** BEGIN Supplied text **
I like what you say about asking questions through your storytelling. I think the movies that last and that really mean things to people are often those where the artist doesn’t have a pulpit and a message. Instead he doesn’t really know what’s going to happen. He’s exploring, and bringing the audience along with him. And I really felt that sense of uncertainty, of questioning in Levity. It kept throwing me curves.

Was there a preacher or a minister that inspired Evans, the character played by Freeman?

ES:
No, this was the first time I wrote a character with an actor in mind. It came out of how I heard Morgan and felt his presence. He rejected the character the way I initially conceived it. It was my perception of what he could do rather than what he could do or wanted to do as an artist.

I contacted this Christian guy [I know]… Jim… and faith is a big part of his life. He worked with kids in South Central L.A., kids trying to get out of violence and really turn their lives around. Jim introduced me to a couple of people who had committed crimes, and I talked to some of them. He wasn’t a preacher, but he really inspired me in some ways.

There wasn’t a pastor, per se. It was more of a voice, a kind of counterweight… I always saw Manual’s character as constantly looking at himself and obsessing over the minutiae and details of what he had done, and in so doing he’s terrified of what he is capable of. I called him ‘Manual’ because of what he is capable of -Manual means “by hand.” I didn’t mean to use “Emanuel”, to give it any kind of religious connotation.

[He pauses and smiles.]

But then again… I did call him Manual Jordan… didn’t I?

JO:
That is rather loaded!

ES:
I was thinking of the river, yes. But I called him Manual because by his hands he removed himself from the flow of the human race. He looks at himself. But I was drawn to the character of Evans (Morgan Freeman) because he preaches with such fervency but he doesn’t believe what he is saying.

JO:
In a sense, Evans is a good actor.

ES:
Exactly. And with them, I wanted to raise questions:

One – Can you make up for one so-called bad act with any number of so-called good acts?

And two – Are you what you say you are, or are you what you think you are, or are you what you do? Or is that even answerable?

I was intrigued by the idea that people can go out of their way to help other people but they can never help themselves. Other people just help themselves and never help anyone else.

To me, Morgan’s character never helps himself. I told Morgan that I imagined his character to be a guy who’s always being followed by rising waters, and it’s only a matter of time before the floods come. So he is desperate to have value in this life, he grabs whoever he can and puts them up on higher ground and then runs before the water comes. I don’t think Morgan’s character is a preacher; he’s just going to act as one, and in the next part of his life he’s going to be someone else. But I always thought because Evans won’t look at himself, he’s destined to run, constantly. Manual (Billy Bob) is constantly looking at himself.

When Evans says, “You know where you are. You know exactly where you are!”, Morgan is playing that scene such that he’s talking to himself. The line “I’m lying through my teeth.” … that’s one of the two times in the movie that Evans is telling the truth, the other being when he tells Manual at the end who he is. There’s a reason he’s awake 20 hours a day; it’s desperation. There’s this frantic need to try to do anything he can to feel like he’s saving himself when the only thing he’s not doing is looking at who he is truly. He’s running.
** END Supplied text **
** BEGIN Data lines **
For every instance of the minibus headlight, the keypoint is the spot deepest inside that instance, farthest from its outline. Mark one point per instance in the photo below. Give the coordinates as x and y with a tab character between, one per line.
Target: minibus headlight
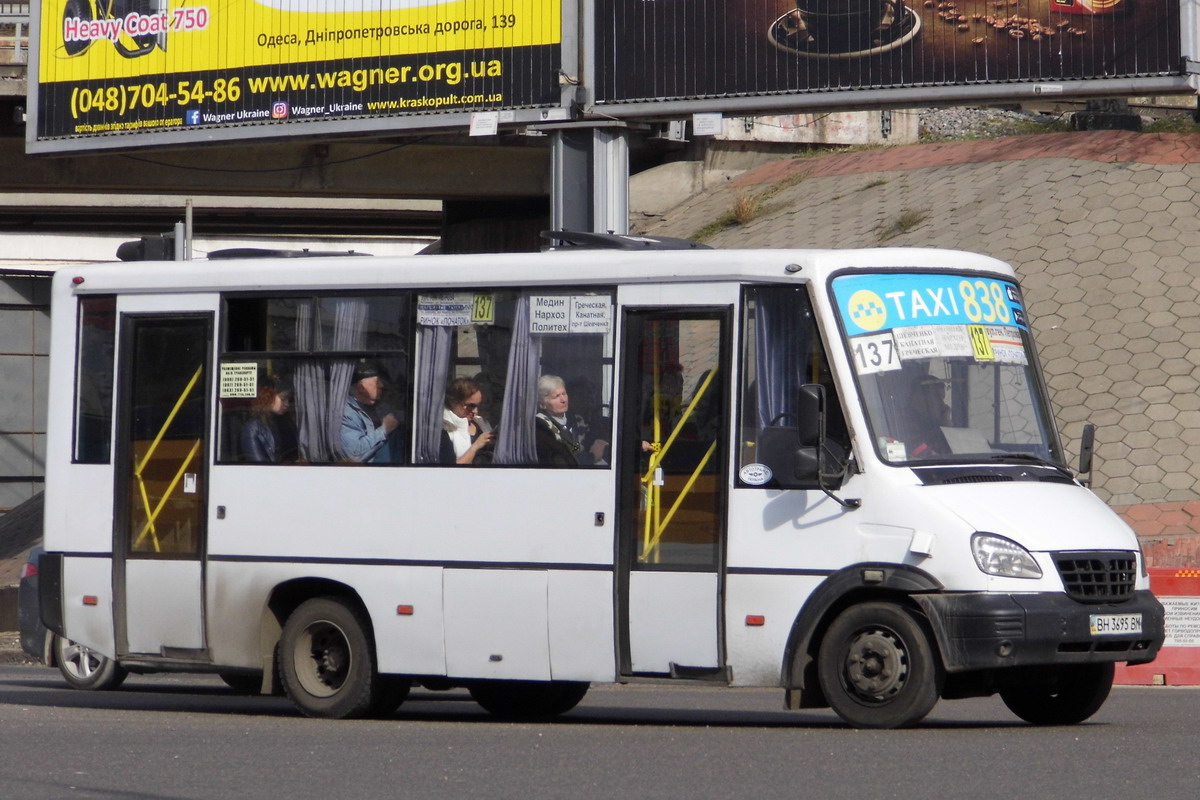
** END Data lines **
### Written request
Pick up the interview about the film Levity after its final sentence and write the next part.

### Reply to the exercise
Everything that I’m saying… I’m not a Christian. I’m not a practicing Jew, although I was born Jewish. I’m a struggling agnostic. I’m not an atheist-you have to have a pretty strong conviction to be an atheist. But I’m not coming at this from a Christian perspective. When I look at Morgan as trying to save himself, I’m not trying to talk about that in any kind of Judeo-Christian way, although there are parallels for sure. It was not me consciously trying to make a religious parallel.

Some members of the secular press have just attacked me for trying to make a “Christian film.” Initially, I was mad. I asked, “Why? How do you get that from this?” And then I was amused. “Oh, okay, I guess everyone has a right to read in what they want.” And then I started thinking about it and I thought, “Well, what’s wrong with that anyway? What if I was? Why not?”

JO:
So, you may not coming at this from a Christian perspective, but this narrative reminds of narratives throughout Scripture, stories of people who have profound encounters with God, and they’re left with sobering questions. I think of Job crying out to meet God and when he did, it was disorienting.  Many of the people most actively searching for God or most aggressively and passionately wrestling with spiritual issues end up being humbled by the truth and constantly admitting that it leaves them with questions.

That’s one of the strengths of exploratory storytellers, the thing you’re doing with Levity. You know you’re in trouble, — even in the Church — when the people you’re around, Christian or otherwise, start acting like they have all the answers to all of the big questions, and that it’s their job to force their answers on you. In that behavior, they have turned away from a humble, reverent, awestruck vision of the truth… they’ve cut themselves off and appointed themselves the end-all and be-all of truth. They’re just trying to make a point.

ES:
You’re right. And when you behave that way, you don’t even necessarily make the point. You just give people the impression that you do.

JO:
Will you come back to this theme again?

ES:
I’m intrigued with trying to be truthful about the struggle. I’m trying to write from that place. The definition of Israel is “people who wrestle with God.” I think that’s fascinating.

I wanted the film not to be clearly spiritual or clearly realistic or clearly impressionistic. I wanted it to be metaphoric. I wanted the world that the film takes place in to be a subjective world that mirrors the life of the central character. I wanted people to project onto the film, but I didn’t expect people to do so to the extent that they are. I didn’t expect it to be controversial.

I also knew that by making a film that was more subjective than naturalistic, it would spark with some people.

If you take somebody’s life, it seems to me that there are two main ways that you reconcile… one in the secular world and one in the spiritual. In the secular world … you do whatever the legal system says is suitable. You seek forgiveness from others or from yourself.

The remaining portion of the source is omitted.